* [PROBLEM SET]:
• 1. According to the forum thread about family secrets, in what year does the census sheet show the narrator's mother's parents as married?
• 2. Extend the forum thread about family secrets past its final post.

* [DOCUMENT SECTION]:
-----

BUT... the clincher: His grandfather (his mother's dad) left Yakima and moved to Georgia after his wife took up with her girlfriend. My dad took great delight in my reaction after telling me his grandmother was a lesbian.

I asked him why he never told us any of this before, and he said we never asked. I reminded him that my brother and I had asked several times, but the only response we got was "They're dead". Though I guess this isn't stuff you tell kids.

Of course now I have some information for my dad that he did not know. Apparently the story was that my mother's parents did not get married until they were almost 40 because of finances. BUT... I have a census sheet that shows them married in 1910, and my mother was not born until 1927. So I am suspecting that either they had several children die young (likely, perhaps from that genetic heart thing) or that my mother was adopted (more likely). So I'm sending him copies of the sheet, so he can discuss this with my step-mother (who was a neighbor of my mother growing up, yes, my dad married one of my mother's best friends about 6 months after she died... it was desperation thing because my mother's one cousin was going to sue for custody of us kids because she hated him).

Then there is my step-mother. She took a long time leaving her oldest brother's house (he was 20 years older, took her in after both their parents died, young... one from a genetic form of hypertension). When she did, she moved to a town in the next state over. Only to come back 2 years later pregnant... claiming to have been married and then divorced (she said her husband left her because she got pregnant).

So... my dear step-sister has been told this story. Only no one will tell her who her father is, if her parents had actually been married... or anything. And those who might have been willing to tell her have all died.

Aren't families fun? Like the "fun" in dysfunctional!
 
:eek: What a story! I thought my family was messed up, but we can't hold a candle to this! How do you keep it all straight?
 
You can pick your friends, and you can pick your nose, but you can't pick your relatives.

Have you considered selling this story to Hollywood? This sounds more interesting than many of the movies I have seen recently.
 
Oh... so I keep finding out. I always wondered why I get astonished stares when I talk about my family (and that was BEFORE the latest edition). I kept thinking we were somewhat normal... though I guess it depends on what you have for comparison.

-----

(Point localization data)

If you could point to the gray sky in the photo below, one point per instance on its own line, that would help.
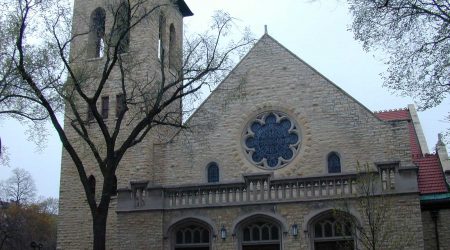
(316, 31)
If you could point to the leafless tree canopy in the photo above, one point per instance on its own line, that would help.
(415, 35)
(38, 80)
(19, 188)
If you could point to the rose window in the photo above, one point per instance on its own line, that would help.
(271, 140)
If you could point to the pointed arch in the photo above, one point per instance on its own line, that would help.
(122, 27)
(96, 39)
(333, 229)
(172, 47)
(334, 163)
(161, 31)
(191, 232)
(213, 172)
(91, 183)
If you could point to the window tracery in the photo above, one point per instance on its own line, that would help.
(271, 140)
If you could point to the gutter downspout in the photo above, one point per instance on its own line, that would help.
(434, 216)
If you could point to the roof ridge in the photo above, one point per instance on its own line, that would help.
(390, 110)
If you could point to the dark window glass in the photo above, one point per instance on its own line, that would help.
(188, 236)
(90, 114)
(273, 138)
(197, 236)
(246, 234)
(265, 235)
(96, 43)
(318, 231)
(334, 163)
(172, 50)
(179, 237)
(122, 31)
(205, 236)
(120, 104)
(328, 229)
(275, 233)
(213, 173)
(162, 25)
(114, 186)
(338, 230)
(91, 183)
(255, 233)
(105, 106)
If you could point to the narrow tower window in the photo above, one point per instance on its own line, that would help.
(96, 43)
(334, 163)
(213, 172)
(91, 184)
(122, 32)
(172, 50)
(120, 104)
(114, 186)
(162, 25)
(105, 106)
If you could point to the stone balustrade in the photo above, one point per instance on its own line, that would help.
(255, 189)
(260, 190)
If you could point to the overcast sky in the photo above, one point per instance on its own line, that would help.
(316, 31)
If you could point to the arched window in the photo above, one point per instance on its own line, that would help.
(91, 184)
(191, 235)
(162, 26)
(96, 42)
(213, 172)
(114, 186)
(260, 234)
(334, 163)
(122, 32)
(172, 47)
(333, 230)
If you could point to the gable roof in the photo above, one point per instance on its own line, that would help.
(431, 178)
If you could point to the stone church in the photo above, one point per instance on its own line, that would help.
(280, 167)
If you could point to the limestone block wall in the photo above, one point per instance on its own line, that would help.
(141, 62)
(271, 78)
(152, 230)
(429, 229)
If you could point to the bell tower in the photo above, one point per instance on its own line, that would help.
(144, 39)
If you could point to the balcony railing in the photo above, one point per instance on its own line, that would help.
(255, 189)
(260, 190)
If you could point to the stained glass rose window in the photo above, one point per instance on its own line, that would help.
(271, 140)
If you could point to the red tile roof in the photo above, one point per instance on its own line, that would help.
(430, 177)
(393, 115)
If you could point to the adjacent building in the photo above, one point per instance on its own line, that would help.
(275, 158)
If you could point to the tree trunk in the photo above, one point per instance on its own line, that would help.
(99, 227)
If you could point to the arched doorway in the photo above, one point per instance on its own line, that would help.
(260, 234)
(191, 235)
(333, 231)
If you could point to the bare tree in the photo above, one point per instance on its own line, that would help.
(19, 188)
(377, 209)
(39, 79)
(22, 224)
(415, 35)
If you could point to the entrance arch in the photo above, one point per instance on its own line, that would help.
(259, 232)
(191, 234)
(333, 230)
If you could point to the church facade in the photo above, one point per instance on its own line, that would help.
(286, 161)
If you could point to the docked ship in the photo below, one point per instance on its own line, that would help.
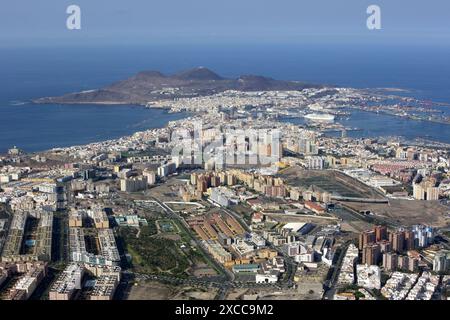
(320, 117)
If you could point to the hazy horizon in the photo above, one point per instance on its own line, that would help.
(211, 22)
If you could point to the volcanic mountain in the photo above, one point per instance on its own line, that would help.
(148, 86)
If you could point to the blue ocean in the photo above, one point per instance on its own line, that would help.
(27, 73)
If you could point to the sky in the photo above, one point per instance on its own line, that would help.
(43, 22)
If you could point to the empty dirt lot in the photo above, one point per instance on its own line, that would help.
(408, 212)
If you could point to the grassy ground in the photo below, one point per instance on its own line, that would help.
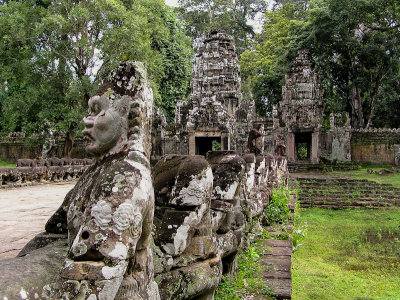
(4, 164)
(393, 179)
(347, 254)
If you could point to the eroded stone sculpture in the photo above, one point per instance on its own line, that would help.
(109, 213)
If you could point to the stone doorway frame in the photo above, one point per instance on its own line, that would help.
(292, 157)
(224, 136)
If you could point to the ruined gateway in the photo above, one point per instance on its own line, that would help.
(116, 238)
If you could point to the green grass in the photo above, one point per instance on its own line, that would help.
(393, 179)
(347, 254)
(4, 164)
(248, 280)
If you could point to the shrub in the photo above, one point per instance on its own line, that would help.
(277, 211)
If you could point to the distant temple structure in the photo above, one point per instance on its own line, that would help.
(218, 118)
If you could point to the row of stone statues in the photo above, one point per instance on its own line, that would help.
(43, 170)
(133, 233)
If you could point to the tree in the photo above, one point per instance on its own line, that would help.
(54, 56)
(355, 45)
(264, 66)
(201, 17)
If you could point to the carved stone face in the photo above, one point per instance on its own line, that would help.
(102, 127)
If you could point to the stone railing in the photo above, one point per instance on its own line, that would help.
(204, 208)
(41, 170)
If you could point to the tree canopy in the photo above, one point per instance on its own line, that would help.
(354, 45)
(54, 54)
(200, 17)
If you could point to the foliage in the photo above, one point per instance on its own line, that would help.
(355, 46)
(264, 65)
(4, 164)
(347, 254)
(277, 210)
(54, 55)
(248, 280)
(201, 17)
(393, 179)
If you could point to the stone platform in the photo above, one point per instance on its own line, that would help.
(24, 211)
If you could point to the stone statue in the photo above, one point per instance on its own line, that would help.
(109, 213)
(253, 136)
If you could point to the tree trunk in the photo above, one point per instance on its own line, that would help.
(357, 118)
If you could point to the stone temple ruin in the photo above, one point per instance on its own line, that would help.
(128, 232)
(216, 112)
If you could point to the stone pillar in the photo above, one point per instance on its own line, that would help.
(291, 147)
(314, 148)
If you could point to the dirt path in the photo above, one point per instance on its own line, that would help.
(24, 212)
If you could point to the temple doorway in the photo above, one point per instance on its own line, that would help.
(205, 144)
(303, 142)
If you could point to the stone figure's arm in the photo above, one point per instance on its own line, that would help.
(104, 243)
(58, 221)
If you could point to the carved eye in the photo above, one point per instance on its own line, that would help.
(85, 235)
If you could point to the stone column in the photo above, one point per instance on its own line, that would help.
(291, 147)
(314, 148)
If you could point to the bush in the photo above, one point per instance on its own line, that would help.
(277, 211)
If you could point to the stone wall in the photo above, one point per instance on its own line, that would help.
(375, 145)
(204, 208)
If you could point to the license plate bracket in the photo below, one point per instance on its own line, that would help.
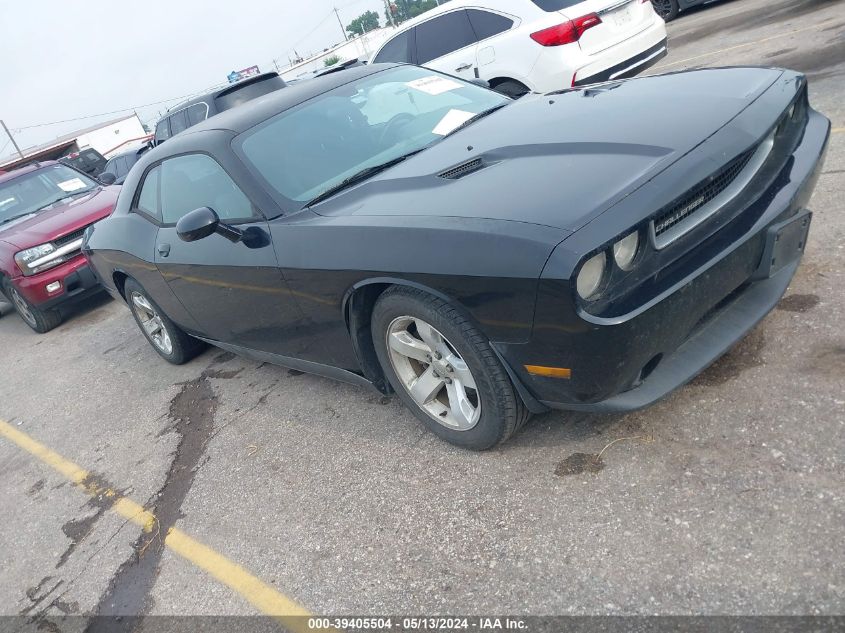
(785, 243)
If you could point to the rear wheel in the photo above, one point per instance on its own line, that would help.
(171, 343)
(39, 320)
(444, 370)
(666, 9)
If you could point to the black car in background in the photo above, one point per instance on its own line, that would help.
(119, 165)
(669, 9)
(201, 108)
(483, 258)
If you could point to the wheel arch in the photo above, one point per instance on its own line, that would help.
(357, 306)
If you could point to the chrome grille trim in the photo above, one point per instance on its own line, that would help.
(705, 200)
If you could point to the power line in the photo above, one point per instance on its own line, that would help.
(184, 97)
(94, 116)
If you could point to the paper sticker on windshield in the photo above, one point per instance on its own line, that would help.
(434, 85)
(452, 120)
(74, 184)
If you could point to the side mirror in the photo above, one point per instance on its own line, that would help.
(202, 222)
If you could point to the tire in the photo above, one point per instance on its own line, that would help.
(497, 411)
(511, 88)
(41, 321)
(666, 9)
(165, 337)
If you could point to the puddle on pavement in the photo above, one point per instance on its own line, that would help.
(798, 303)
(192, 413)
(579, 463)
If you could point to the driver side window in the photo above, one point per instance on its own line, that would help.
(196, 180)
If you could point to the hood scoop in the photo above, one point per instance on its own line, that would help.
(464, 169)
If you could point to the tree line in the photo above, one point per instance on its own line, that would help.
(400, 10)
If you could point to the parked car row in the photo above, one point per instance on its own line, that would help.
(44, 211)
(521, 46)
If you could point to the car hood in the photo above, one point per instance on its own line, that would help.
(560, 160)
(64, 218)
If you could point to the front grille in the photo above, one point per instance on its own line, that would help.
(701, 194)
(70, 237)
(462, 170)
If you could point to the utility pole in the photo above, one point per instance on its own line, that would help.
(389, 13)
(12, 138)
(341, 25)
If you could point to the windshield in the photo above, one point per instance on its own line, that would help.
(40, 189)
(305, 151)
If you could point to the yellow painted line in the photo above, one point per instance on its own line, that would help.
(261, 595)
(740, 46)
(549, 372)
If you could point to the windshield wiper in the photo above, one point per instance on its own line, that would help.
(16, 217)
(64, 197)
(361, 176)
(477, 117)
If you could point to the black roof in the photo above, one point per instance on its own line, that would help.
(254, 112)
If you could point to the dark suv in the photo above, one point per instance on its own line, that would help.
(44, 211)
(198, 110)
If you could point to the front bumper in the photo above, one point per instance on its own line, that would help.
(629, 363)
(76, 279)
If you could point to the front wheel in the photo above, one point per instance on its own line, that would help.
(171, 343)
(666, 9)
(41, 321)
(444, 370)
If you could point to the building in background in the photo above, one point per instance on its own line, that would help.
(108, 138)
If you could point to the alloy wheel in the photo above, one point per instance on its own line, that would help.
(433, 373)
(151, 323)
(23, 309)
(664, 8)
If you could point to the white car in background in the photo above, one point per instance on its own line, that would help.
(521, 46)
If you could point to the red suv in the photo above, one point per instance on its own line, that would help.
(44, 211)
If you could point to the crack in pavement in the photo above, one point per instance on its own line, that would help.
(192, 412)
(103, 497)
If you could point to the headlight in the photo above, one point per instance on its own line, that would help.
(591, 275)
(26, 258)
(625, 251)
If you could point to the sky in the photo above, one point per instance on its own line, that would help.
(65, 59)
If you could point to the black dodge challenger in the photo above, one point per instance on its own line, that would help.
(483, 258)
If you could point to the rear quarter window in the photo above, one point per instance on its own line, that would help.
(486, 24)
(399, 50)
(443, 35)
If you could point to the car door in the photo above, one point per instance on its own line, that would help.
(447, 43)
(234, 291)
(494, 52)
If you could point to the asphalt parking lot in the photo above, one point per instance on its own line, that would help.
(727, 498)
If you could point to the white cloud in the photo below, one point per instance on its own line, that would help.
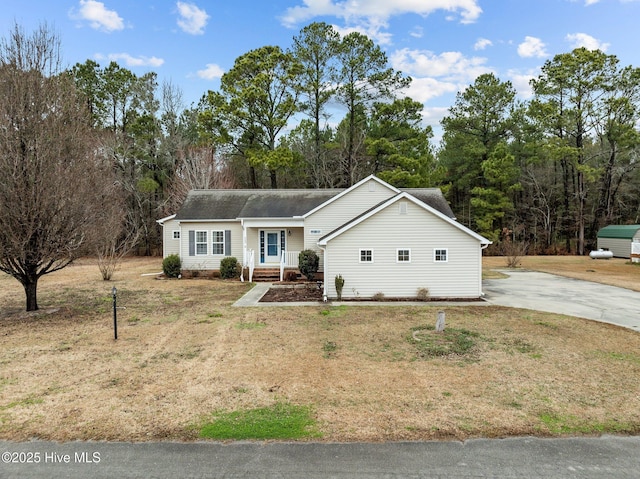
(356, 10)
(578, 40)
(482, 43)
(451, 66)
(521, 81)
(132, 61)
(426, 88)
(532, 47)
(98, 16)
(211, 72)
(191, 18)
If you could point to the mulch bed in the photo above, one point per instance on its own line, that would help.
(283, 294)
(310, 292)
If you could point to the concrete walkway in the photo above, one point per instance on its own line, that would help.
(522, 289)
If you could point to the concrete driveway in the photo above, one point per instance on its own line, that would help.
(573, 297)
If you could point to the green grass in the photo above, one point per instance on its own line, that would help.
(570, 424)
(279, 421)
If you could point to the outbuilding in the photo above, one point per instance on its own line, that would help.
(618, 239)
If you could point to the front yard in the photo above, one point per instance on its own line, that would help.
(365, 373)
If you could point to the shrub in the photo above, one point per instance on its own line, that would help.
(308, 262)
(229, 267)
(339, 285)
(423, 294)
(291, 276)
(171, 266)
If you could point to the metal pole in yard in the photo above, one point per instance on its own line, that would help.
(115, 317)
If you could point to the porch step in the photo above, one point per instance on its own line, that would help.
(261, 275)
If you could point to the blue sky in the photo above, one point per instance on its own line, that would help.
(442, 44)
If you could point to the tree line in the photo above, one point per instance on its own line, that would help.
(322, 113)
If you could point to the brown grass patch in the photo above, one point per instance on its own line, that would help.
(184, 352)
(615, 271)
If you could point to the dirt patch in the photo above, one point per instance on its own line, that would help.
(293, 293)
(615, 272)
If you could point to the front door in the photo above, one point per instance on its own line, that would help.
(271, 246)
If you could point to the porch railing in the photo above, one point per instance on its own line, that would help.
(250, 262)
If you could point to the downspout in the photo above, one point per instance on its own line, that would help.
(482, 247)
(324, 272)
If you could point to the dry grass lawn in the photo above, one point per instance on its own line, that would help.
(184, 352)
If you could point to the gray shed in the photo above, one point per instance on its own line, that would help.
(618, 239)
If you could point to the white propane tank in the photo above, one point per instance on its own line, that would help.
(601, 254)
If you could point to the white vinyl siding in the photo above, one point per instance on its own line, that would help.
(210, 261)
(217, 242)
(366, 256)
(421, 232)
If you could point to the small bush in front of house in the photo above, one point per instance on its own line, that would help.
(308, 262)
(171, 266)
(291, 276)
(229, 267)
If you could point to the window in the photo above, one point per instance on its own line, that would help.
(217, 242)
(403, 256)
(201, 242)
(441, 255)
(366, 256)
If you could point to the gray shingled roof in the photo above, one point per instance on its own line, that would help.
(232, 204)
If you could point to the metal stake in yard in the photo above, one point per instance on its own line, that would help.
(440, 322)
(114, 291)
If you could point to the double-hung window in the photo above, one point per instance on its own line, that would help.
(441, 255)
(201, 243)
(403, 255)
(366, 256)
(217, 242)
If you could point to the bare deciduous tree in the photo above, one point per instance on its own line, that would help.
(51, 185)
(198, 168)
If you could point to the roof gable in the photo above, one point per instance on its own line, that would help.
(349, 190)
(379, 207)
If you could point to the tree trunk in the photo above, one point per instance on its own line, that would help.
(31, 292)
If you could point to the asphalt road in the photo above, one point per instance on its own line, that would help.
(523, 458)
(557, 294)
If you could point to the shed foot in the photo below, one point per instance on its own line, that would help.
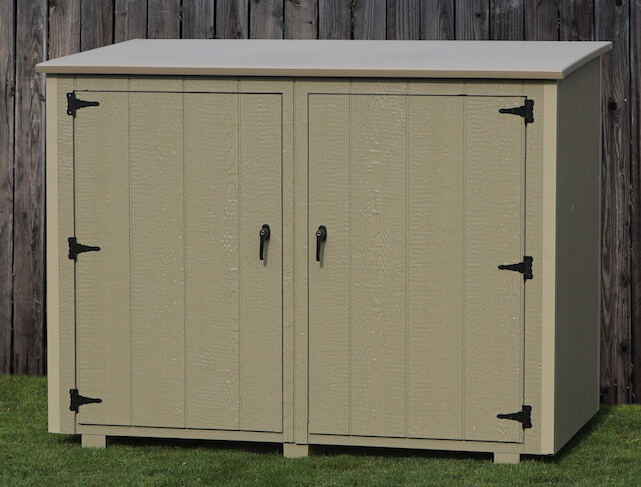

-----

* [ANSWERS BELOW]:
• 1. 1910

• 2.
Though I am finding out that our doctor is getting used to the lack of family history --- plus he does appreciate my very necesary sense of humor.

Thanks, AP... I'm actually reading Portrait of a Marriage by Vita Sackville-West and her son Nigel Nicholson (he is interviewed on the extra features of the "The Hours" DVD, he kind of rolls his eyes when he mentions that his mother was a lover of Virginia Woolf). It has some similar themes. Except, of course, they were landed peers in England -- and my folks were farmers/homesteaders/soldiers/store owners in the American mid-west and far-west.

Hmmm... perhaps I should write it down. If only I had the discipline to write more than a page at time. I used to agonize over analysis and test reports at work (and 80% of those were copious plots of parameter studies).
 
arcticpenguin said:
Have you considered selling this story to Hollywood? This sounds more interesting than many of the movies I have seen recently.
But does it have any car chases? They won't greenlight a movie without car chases.
 
tracer said:

But does it have any car chases? They won't greenlight a movie without car chases.

Only if I include how my dad drives! His advice to driving on mountain roads: just stay on the road.

I wonder if any makeup artist could perfect the green color on the faces of me and my siblings during some white knuckle drives.

Mountain ranges we have regurgitated on:

The California Coastal Range north of San Francisco

The Cascade Mountains near Bend, OR

The Cascade Mountains on Highway 410 near Mt. Rainier

The Appalachian Mountains in West Virginia

The Box Canyon pass between Sierra Vista and Green Valley, AZ

The Andes of Northern Venezuela

The mountains in both Guatemala and Costa Rica (where passing involves going on both the right and left side of a car on a two lane road!)